■ Objectives
1 > Quote the court opinion from "Otto Lewis Meyer" up to and including "first five counts.".
2 > Answer these questions using the court opinion below:
(a) In what city did Meyer operate two used car lots?
(b) What sentence did the court impose on each of the first five counts?
(c) Under what rule was the defendants' motion for discovery and inspection made?
3 > Pick up the court opinion on the Dyer Act convictions where it ends and keep writing it.

■ Passage shown

Otto Lewis Meyer and John Dwain Dugger were convicted under a ten-count indictment, nine of which counts charged transportation of stolen motor vehicles in interstate commerce in violation of 18 U.S.C. 2312, commonly called the Dyer Act, and one count charging conspiracy to accept and agree to accept motor vehicles stolen in various places in the United States outside the State of Arkansas for the purpose of transporting said vehicles into Arkansas for sale in violation of 18 U.S.C. 2, 371 and 2312. Upon the jury's verdict of guilty on all ten counts, the court sentenced these defendants to a term of two years on each of the first five counts, said sentences to run consecutively, and a sentence of two years on Counts 6 through 10 to run concurrently with the sentences on the first five counts.

2

The assignments of error forming the basis for this appeal are the asserted insufficiency of the evidence to support the convictions and denial by the trial court of defendants' motion for discovery and inspection under Fed.R.Crim.P. 16(b). We affirm the convictions.

3

Briefly summarized, the facts disclosed by the evidence reflect that Meyer operated two used car lots in Sedalia, Missouri, and resided on a farm approximately twenty miles southeast of Sedalia. Defendant Dugger originally was employed at the Owens Auto Sales in Independence, Missouri, and later moved to Arkansas and resided near Fayetteville where he was engaged in the business of wholesaling cars in northwest Arkansas. Defendants had become acquainted four or five years prior to the offenses here, and during the period of the alleged conspiracy and transportation of the automobiles involved had considerable business dealings with each other.

4

In connection with defendants' argument with reference to sufficiency of the evidence, they specifically assert that the deficiency in evidence consisted of failure to prove that the stolen automobiles listed in the indictment were the same automobiles which they allegedly possessed in Arkansas. Defendants make no contention that the automobiles listed in the indictment were not stolen, but only claim that the Government has failed in its proof to show that the cars transported to Arkansas and sold by defendants were identified as the same cars that had been stolen.

■ Information provided
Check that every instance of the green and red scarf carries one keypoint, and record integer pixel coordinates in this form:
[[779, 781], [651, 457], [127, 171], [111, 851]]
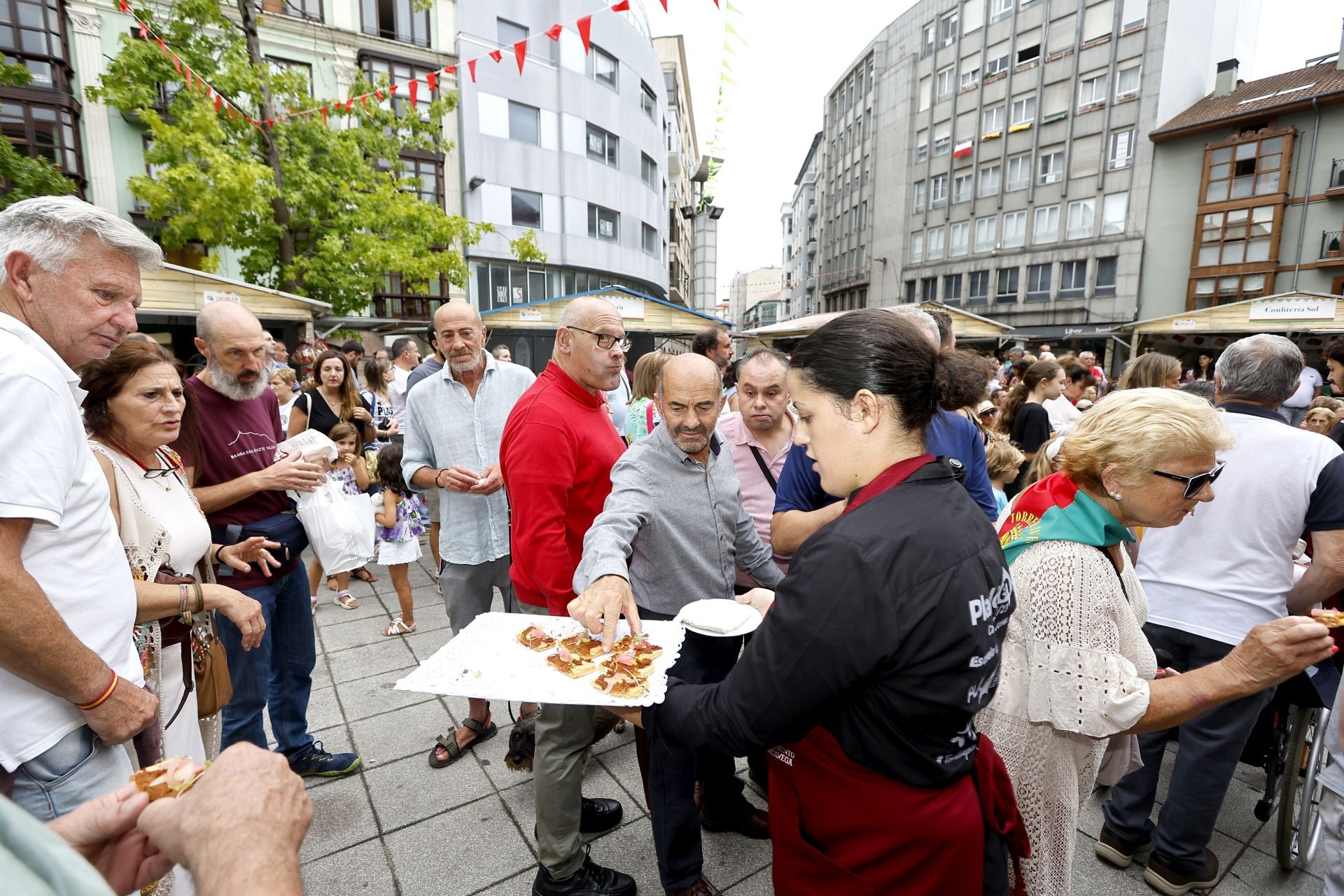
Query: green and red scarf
[[1056, 510]]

■ Outputs for the tasks
1 >
Otto Lewis Meyer and John Dwain Dugger were convicted under a ten-count indictment, nine of which counts charged transportation of stolen motor vehicles in interstate commerce in violation of 18 U.S.C. 2312, commonly called the Dyer Act, and one count charging conspiracy to accept and agree to accept motor vehicles stolen in various places in the United States outside the State of Arkansas for the purpose of transporting said vehicles into Arkansas for sale in violation of 18 U.S.C. 2, 371 and 2312. Upon the jury's verdict of guilty on all ten counts, the court sentenced these defendants to a term of two years on each of the first five counts, said sentences to run consecutively, and a sentence of two years on Counts 6 through 10 to run concurrently with the sentences on the first five counts.

2 >
(a) Sedalia, Missouri.
(b) Two years on each count, with the sentences to run consecutively.
(c) Fed.R.Crim.P. 16(b).

3 >
5

Our examination of the record evidence indicates that the identity of the nine cars listed in the indictment was clearly established by the restoration of the true identification numbers by the FBI, which numbers had been ground off. A comparison of the restored numbers revealed that they were in fact the stolen automobiles. It so happened that only one of the nine cars was recovered by the owner, who testified as to the identity of his car. In addition to the identification numbers, he recognized a scratch on the glove compartment and found a magnetic hide-a-key box underneath the V-bar frame containing his extra car and house keys.

6

It would unduly extend this opinion to detail all of the evidence adduced on each of the counts, but, as an example, we relate the evidence in Count 6 which charged defendants with transporting or causing to be transported the automobile belonging to Harvey Holloway, and the evidence of the conspiracy charged in Count 1.

7

Holloway testified that he was the owner of a 1966 Chevrolet Impala two-door hardtop, giving the identification number as described in Count 6, and that he had compared the number with the number shown on his Missouri title which was introduced into evidence, and it was the same; that the automobile was willow green in color; was stolen from the Montgomery Ward parking lot in Kansas City, Missouri on August 8, 1966 and recovered in Fort Smith, Arkansas where it still had on it a magnetic hide-a-key box which contained his car and house keys as well as a key to a house he owned on the Lake of the Ozarks. As further identification, he identified the car by a scratch on the door of the glove compartment caused by a turning of the key.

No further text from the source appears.